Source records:
==*==

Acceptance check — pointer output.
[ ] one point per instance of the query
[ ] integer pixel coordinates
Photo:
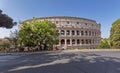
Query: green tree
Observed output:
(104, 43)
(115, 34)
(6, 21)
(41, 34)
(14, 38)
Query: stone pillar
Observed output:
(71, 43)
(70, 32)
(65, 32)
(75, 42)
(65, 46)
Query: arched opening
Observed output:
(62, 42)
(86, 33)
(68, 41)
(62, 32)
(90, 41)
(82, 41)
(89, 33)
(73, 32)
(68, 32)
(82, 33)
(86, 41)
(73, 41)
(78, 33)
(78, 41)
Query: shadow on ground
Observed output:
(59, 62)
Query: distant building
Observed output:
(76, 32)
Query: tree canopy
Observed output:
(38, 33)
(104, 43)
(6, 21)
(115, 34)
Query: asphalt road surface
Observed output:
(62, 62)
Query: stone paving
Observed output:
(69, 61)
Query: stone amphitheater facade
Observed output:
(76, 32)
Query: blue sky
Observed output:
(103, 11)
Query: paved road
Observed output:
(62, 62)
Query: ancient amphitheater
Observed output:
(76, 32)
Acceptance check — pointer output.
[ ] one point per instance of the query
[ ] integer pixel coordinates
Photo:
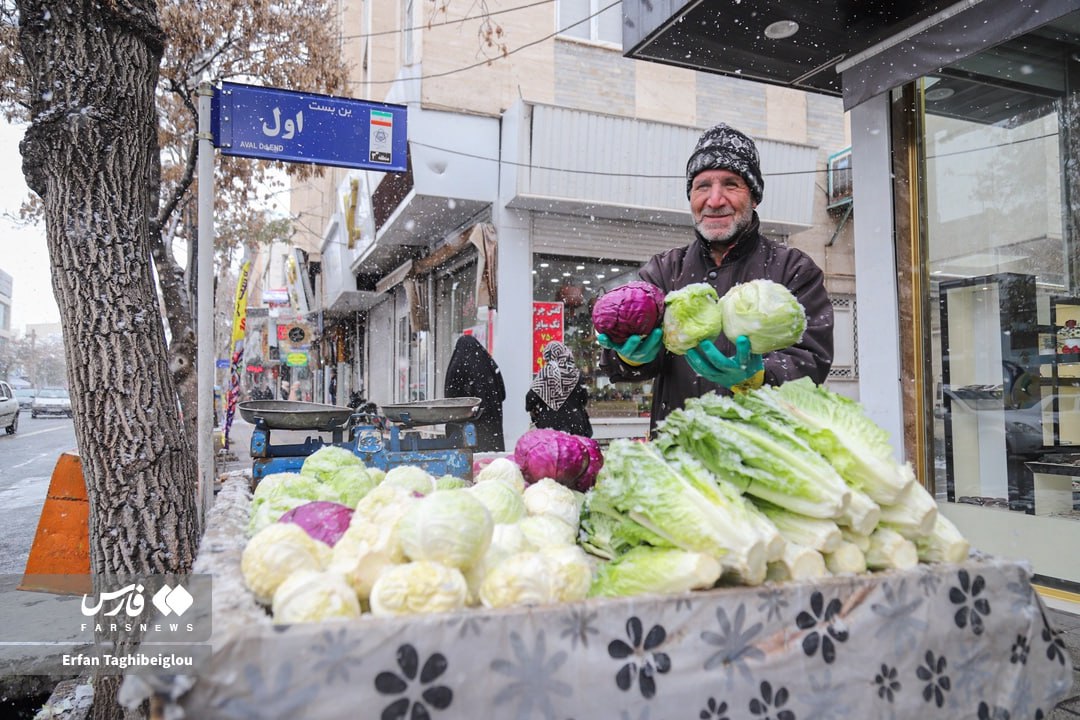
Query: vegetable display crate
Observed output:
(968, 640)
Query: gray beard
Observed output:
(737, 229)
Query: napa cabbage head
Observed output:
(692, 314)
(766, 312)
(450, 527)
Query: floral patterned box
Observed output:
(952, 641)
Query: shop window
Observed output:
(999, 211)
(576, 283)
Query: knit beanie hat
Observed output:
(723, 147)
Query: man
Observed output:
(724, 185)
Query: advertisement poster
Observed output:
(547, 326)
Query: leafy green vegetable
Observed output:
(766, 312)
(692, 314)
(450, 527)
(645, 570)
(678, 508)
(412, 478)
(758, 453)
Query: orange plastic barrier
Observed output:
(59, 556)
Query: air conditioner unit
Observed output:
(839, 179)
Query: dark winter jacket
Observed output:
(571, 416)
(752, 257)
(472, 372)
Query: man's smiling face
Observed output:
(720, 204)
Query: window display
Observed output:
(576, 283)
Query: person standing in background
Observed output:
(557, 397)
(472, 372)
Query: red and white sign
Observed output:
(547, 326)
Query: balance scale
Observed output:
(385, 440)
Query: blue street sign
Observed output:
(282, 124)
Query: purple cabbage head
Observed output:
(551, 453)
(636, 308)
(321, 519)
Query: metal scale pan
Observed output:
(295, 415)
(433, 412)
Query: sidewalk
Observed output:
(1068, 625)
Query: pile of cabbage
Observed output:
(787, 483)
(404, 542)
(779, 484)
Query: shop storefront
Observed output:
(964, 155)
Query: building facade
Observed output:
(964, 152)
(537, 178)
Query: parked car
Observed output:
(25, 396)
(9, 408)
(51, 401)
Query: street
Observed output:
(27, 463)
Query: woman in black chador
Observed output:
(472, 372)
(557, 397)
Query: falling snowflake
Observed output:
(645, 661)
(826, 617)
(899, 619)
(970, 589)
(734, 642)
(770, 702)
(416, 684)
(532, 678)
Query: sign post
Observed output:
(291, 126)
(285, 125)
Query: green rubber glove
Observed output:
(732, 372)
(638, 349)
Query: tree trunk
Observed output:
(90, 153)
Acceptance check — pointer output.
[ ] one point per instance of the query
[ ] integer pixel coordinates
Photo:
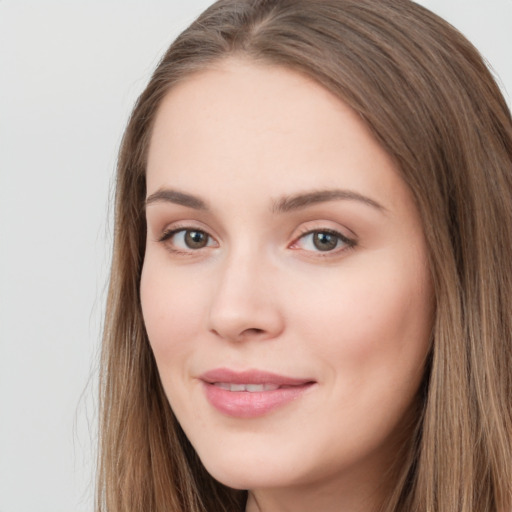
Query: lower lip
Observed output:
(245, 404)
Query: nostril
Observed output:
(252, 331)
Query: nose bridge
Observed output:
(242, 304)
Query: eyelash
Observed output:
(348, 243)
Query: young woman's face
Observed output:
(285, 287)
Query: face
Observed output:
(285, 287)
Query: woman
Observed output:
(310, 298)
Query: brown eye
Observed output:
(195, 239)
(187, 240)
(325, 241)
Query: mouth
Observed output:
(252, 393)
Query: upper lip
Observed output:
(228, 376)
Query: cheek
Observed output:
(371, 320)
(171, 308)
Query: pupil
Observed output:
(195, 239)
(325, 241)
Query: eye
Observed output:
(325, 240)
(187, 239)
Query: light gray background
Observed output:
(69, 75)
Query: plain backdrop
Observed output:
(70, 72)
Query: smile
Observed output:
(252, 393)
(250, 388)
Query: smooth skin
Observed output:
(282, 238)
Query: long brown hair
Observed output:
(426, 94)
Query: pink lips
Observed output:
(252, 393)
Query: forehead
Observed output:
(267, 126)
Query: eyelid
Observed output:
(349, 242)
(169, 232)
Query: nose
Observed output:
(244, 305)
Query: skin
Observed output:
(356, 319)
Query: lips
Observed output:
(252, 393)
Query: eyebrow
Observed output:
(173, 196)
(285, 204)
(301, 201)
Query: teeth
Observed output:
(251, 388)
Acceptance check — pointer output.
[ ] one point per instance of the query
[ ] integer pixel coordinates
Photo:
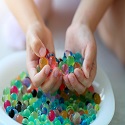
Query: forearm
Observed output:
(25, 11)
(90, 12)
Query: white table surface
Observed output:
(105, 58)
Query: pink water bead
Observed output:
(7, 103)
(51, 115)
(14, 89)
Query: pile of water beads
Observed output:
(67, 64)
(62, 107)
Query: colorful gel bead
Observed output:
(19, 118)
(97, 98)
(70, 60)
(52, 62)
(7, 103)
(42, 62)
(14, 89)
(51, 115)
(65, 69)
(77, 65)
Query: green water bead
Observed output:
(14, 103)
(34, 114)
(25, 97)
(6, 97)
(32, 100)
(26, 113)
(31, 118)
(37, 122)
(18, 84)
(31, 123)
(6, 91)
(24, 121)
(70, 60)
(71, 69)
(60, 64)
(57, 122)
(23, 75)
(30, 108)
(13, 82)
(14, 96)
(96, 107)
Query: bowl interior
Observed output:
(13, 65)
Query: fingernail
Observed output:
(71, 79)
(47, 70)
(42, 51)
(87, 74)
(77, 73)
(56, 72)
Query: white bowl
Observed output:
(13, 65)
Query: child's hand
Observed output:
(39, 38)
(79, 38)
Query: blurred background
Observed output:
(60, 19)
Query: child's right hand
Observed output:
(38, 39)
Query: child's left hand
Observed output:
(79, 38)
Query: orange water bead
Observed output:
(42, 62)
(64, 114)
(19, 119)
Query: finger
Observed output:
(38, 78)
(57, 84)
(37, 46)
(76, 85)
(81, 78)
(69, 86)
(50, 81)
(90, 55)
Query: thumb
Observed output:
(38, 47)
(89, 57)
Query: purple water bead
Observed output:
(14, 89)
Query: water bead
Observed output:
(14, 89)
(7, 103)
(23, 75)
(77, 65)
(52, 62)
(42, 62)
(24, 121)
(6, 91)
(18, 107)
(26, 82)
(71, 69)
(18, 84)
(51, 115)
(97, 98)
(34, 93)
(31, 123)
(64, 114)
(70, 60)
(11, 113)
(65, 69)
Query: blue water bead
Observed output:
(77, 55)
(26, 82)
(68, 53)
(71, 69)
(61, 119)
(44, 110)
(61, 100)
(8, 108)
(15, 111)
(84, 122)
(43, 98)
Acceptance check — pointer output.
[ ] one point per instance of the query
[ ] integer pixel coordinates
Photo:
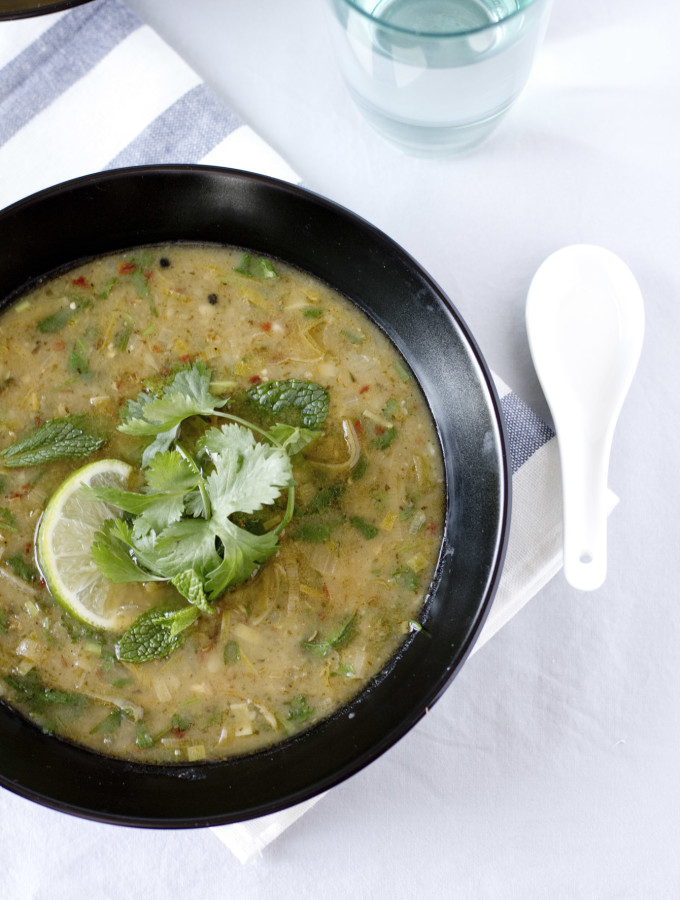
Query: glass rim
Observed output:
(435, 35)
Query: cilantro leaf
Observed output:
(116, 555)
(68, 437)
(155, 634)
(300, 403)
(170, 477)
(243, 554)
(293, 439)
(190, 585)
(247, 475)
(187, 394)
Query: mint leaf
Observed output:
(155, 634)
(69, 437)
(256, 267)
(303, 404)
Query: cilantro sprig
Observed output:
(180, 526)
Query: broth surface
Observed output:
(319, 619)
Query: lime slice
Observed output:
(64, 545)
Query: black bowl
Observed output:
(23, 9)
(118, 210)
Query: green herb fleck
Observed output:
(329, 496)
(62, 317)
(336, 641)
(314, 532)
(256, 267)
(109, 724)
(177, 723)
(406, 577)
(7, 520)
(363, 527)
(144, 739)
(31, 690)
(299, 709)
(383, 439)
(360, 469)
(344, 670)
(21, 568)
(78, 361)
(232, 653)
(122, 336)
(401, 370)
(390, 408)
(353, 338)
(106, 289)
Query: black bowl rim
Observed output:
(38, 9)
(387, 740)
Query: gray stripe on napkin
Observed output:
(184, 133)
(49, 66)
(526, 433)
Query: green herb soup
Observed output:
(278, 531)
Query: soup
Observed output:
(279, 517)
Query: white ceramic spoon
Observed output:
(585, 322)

==*==

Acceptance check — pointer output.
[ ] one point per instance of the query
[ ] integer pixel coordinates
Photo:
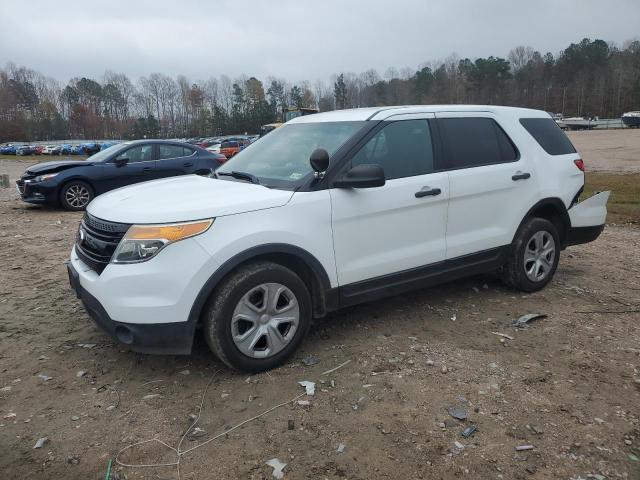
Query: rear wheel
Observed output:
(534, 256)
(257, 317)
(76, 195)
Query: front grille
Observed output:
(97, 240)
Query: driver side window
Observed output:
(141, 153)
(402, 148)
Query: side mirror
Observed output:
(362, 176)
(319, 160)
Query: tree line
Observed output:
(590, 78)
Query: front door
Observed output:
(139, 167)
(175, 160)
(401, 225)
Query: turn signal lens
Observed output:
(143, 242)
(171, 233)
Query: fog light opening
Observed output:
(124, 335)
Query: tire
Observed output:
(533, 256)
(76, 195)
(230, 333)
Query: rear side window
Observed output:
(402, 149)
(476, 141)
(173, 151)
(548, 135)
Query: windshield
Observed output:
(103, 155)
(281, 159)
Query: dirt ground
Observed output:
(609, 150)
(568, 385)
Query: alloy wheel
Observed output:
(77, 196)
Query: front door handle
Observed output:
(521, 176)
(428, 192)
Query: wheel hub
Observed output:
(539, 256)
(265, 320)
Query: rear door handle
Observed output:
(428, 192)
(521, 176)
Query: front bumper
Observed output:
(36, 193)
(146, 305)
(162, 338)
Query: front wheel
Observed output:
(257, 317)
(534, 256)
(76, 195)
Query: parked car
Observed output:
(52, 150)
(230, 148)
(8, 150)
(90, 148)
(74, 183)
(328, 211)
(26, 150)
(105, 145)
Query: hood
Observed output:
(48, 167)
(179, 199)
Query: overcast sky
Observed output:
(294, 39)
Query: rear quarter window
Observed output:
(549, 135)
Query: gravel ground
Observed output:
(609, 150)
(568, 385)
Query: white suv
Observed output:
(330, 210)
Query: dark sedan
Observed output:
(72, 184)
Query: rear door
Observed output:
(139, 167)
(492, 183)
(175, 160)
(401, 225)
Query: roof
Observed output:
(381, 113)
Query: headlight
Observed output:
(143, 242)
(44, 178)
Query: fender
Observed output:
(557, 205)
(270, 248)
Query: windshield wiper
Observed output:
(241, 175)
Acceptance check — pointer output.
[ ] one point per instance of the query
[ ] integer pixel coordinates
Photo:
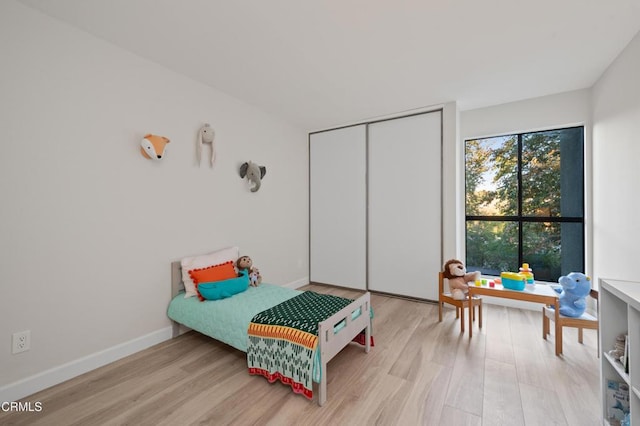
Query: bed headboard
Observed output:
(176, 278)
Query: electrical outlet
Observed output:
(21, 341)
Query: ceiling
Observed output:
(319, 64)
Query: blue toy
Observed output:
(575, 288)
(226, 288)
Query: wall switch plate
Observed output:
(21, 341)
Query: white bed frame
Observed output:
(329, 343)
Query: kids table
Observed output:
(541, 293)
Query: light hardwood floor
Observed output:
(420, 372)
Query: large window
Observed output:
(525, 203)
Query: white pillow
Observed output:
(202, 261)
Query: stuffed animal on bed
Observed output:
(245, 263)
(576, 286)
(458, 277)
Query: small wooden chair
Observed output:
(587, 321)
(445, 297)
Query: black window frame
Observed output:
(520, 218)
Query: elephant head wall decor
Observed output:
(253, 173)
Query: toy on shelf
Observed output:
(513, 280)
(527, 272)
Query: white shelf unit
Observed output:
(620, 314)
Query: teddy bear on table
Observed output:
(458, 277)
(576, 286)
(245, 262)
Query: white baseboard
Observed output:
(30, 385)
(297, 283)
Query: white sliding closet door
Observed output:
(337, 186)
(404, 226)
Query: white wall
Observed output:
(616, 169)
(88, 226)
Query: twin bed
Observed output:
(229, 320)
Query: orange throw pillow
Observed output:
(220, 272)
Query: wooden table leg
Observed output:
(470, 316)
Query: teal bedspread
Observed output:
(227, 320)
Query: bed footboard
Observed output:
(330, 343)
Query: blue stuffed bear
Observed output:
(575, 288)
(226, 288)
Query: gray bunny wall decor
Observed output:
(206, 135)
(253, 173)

==*==

» Work task
Look above for the line with "Query: rear wheel"; retype exactly that line, every line after it up to the line with "Query: tree line", and that line too, nothing else.

» The answer
Query: rear wheel
Observed output:
(534, 256)
(257, 317)
(76, 195)
Query: front grille
Observed output:
(97, 240)
Query: driver side window
Observed output:
(141, 153)
(402, 148)
Query: side mirror
Observed output:
(362, 176)
(319, 160)
Query: tree line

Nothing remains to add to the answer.